*** Opening Entries supplied ***
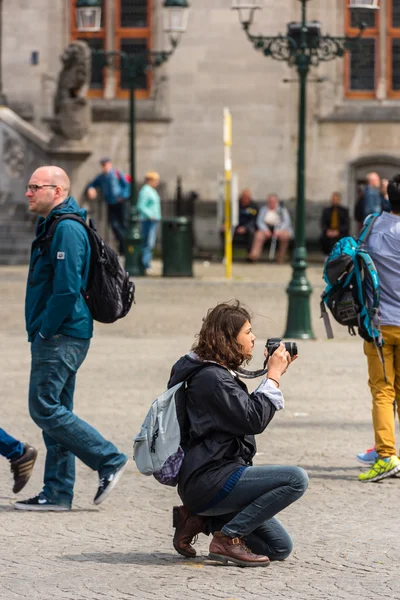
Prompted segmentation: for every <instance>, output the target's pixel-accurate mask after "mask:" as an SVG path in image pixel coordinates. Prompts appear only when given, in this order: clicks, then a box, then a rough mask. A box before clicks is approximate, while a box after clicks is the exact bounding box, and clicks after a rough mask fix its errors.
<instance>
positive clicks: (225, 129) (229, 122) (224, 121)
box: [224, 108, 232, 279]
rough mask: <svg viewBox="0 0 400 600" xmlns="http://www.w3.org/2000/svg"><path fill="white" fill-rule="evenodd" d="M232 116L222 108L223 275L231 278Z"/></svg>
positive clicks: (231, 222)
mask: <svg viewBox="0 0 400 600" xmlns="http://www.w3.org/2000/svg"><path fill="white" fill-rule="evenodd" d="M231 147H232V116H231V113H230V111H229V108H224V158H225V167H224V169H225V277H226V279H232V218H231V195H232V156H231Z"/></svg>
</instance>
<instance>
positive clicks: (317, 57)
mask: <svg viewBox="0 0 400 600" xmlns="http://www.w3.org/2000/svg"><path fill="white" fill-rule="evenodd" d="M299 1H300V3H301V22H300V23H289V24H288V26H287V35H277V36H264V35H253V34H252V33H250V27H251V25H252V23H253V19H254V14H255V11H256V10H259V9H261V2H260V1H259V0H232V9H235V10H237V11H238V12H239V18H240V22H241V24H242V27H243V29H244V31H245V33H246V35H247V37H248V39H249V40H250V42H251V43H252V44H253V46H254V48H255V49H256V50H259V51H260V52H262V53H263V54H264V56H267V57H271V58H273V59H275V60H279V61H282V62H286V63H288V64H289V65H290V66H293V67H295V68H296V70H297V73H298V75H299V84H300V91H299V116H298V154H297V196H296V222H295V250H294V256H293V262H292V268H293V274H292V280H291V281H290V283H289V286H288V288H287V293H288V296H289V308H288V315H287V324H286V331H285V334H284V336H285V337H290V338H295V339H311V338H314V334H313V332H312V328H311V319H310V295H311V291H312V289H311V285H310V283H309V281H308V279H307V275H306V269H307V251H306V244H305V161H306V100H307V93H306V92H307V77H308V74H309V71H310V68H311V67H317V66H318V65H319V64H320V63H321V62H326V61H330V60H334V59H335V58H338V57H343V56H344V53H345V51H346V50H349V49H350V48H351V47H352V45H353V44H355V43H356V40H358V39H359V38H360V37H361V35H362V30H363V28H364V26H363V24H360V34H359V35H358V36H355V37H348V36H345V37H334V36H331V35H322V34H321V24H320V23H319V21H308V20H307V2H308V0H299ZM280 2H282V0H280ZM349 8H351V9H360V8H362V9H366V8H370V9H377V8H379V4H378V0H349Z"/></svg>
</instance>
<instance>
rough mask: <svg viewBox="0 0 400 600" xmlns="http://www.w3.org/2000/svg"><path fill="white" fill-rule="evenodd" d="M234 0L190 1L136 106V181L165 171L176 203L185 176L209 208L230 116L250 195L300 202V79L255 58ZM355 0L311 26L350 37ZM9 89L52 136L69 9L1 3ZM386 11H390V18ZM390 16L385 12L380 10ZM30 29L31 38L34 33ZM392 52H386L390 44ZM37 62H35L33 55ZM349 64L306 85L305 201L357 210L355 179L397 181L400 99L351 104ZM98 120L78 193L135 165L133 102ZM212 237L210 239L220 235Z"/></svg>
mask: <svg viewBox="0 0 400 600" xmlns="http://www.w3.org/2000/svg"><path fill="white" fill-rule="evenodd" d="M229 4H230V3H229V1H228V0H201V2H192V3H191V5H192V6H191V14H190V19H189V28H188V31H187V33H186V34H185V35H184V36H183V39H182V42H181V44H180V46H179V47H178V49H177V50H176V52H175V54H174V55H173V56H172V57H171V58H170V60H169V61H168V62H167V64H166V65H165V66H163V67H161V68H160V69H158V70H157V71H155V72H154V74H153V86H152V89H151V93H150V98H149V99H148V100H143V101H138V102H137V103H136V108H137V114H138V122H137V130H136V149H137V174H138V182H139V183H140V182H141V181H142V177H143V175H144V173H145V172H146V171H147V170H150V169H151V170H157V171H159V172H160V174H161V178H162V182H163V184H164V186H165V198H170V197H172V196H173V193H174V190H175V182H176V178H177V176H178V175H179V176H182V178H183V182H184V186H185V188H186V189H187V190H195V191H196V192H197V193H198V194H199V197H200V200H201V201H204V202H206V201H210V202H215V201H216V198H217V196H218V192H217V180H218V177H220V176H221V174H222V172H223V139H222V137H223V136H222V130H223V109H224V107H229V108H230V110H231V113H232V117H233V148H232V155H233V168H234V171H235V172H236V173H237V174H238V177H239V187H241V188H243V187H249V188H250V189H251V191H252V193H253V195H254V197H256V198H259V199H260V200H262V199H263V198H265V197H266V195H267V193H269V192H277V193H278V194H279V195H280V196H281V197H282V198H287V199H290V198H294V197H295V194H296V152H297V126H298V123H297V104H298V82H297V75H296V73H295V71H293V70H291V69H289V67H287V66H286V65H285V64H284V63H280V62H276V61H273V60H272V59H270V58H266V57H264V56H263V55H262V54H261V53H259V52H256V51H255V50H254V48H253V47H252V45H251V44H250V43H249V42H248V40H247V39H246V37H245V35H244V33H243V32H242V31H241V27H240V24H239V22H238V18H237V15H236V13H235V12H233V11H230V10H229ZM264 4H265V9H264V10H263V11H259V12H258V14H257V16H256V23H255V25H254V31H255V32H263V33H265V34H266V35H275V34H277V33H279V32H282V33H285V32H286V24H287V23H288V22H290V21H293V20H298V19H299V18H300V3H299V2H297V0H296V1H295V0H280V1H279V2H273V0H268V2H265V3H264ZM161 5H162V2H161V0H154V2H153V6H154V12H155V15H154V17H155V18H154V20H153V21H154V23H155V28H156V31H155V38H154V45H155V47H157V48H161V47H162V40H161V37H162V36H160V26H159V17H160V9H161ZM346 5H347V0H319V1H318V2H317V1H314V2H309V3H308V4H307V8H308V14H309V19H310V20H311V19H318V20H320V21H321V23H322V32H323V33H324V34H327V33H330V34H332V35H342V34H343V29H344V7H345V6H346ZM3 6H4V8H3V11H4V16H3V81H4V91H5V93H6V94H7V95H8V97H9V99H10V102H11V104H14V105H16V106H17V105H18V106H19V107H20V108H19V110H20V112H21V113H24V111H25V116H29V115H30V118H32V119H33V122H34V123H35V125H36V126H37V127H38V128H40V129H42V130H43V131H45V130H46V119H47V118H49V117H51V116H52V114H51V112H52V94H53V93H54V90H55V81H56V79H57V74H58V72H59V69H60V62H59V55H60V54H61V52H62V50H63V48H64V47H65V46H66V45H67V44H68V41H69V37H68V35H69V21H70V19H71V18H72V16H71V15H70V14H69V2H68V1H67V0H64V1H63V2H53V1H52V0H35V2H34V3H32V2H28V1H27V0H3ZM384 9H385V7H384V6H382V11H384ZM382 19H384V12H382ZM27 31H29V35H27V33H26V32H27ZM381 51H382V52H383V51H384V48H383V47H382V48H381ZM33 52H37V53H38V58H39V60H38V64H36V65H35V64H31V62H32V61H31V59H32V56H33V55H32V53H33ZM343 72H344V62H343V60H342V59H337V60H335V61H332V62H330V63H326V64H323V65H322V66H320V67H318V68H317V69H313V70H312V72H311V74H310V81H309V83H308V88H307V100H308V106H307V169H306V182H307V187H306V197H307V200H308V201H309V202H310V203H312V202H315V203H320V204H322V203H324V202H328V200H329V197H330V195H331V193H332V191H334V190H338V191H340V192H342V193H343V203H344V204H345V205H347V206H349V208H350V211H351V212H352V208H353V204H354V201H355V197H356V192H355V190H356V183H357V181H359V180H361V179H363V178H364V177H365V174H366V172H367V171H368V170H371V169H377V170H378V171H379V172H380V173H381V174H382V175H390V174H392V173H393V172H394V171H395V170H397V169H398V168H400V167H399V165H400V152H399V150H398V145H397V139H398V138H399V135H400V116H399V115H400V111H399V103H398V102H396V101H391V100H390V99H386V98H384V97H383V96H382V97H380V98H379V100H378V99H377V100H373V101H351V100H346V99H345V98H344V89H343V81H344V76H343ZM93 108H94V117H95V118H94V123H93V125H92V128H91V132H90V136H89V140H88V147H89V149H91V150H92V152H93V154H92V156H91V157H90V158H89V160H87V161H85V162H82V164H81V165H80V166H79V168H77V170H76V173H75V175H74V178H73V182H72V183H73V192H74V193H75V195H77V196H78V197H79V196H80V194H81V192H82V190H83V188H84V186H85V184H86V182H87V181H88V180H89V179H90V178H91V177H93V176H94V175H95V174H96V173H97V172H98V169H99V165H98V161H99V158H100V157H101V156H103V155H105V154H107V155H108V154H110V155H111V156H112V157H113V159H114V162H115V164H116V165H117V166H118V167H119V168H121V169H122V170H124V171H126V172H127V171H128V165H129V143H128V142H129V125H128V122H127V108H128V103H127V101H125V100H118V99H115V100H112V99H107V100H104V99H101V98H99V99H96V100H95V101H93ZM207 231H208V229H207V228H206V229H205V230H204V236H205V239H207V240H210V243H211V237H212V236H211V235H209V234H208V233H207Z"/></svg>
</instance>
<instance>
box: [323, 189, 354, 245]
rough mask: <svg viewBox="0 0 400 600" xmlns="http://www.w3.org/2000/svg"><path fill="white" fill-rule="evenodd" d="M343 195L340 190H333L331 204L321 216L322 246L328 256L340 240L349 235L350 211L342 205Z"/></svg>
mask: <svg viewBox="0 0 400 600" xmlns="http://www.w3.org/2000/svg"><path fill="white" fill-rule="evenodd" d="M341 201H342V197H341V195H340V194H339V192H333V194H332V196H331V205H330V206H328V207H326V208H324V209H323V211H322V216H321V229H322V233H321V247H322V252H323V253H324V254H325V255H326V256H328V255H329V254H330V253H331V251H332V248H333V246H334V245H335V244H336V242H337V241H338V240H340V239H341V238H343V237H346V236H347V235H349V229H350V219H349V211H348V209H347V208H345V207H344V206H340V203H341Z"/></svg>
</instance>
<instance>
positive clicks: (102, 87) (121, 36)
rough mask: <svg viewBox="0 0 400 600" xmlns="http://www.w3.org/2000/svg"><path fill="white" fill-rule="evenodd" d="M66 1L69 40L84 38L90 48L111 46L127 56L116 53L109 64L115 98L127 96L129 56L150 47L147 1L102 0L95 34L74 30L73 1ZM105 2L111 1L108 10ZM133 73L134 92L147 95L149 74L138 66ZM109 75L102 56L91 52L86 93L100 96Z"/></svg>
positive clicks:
*** Closing Entries supplied ***
▸ Assigned task
Starting at the top of the listing above, please restate word for word each line up to and including the one that holds "box: [224, 108, 232, 279]", omitting every image.

▸ Your response
Prompted segmentation: for every <instance>, output the target's pixel-accurate mask after "mask:" as an SVG path in image pixel coordinates. Prompts appear only when given, in this order: clicks, then a box, then a rough mask. A box before clicks is approximate, while a box after clicks is the exact bounding box, and clicks after a rough mask fix its errors.
<instance>
positive clicks: (225, 129) (229, 122) (224, 121)
box: [224, 108, 232, 279]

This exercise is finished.